> [Aim of the task] Could you restate every entry word for word, minus the pictures?
*** Extracted data Section Begins ***
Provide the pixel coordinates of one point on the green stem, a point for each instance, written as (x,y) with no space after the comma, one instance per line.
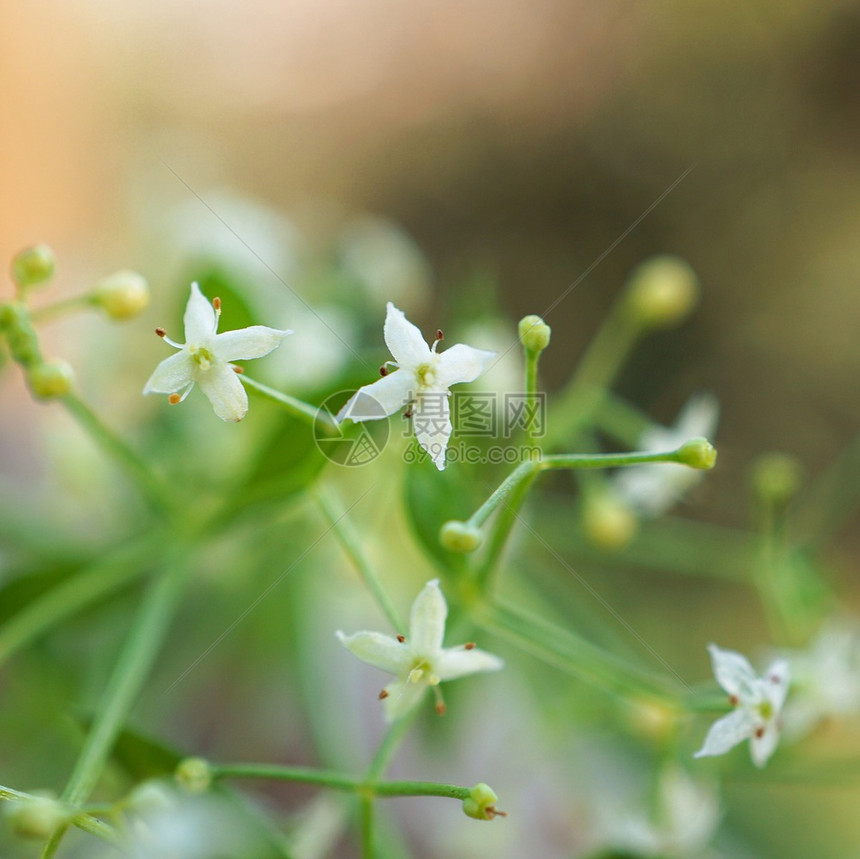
(59,308)
(136,467)
(74,594)
(563,648)
(129,675)
(84,821)
(340,781)
(336,516)
(298,408)
(585,394)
*** Extracted data Section Ends ***
> [Exercise result]
Provide the pixel coordinates of one point on the green stem, a point for each instance, written as (x,y) with no space after the comma, one instance per line.
(59,308)
(136,467)
(74,594)
(563,648)
(129,675)
(84,821)
(340,781)
(336,516)
(298,408)
(585,394)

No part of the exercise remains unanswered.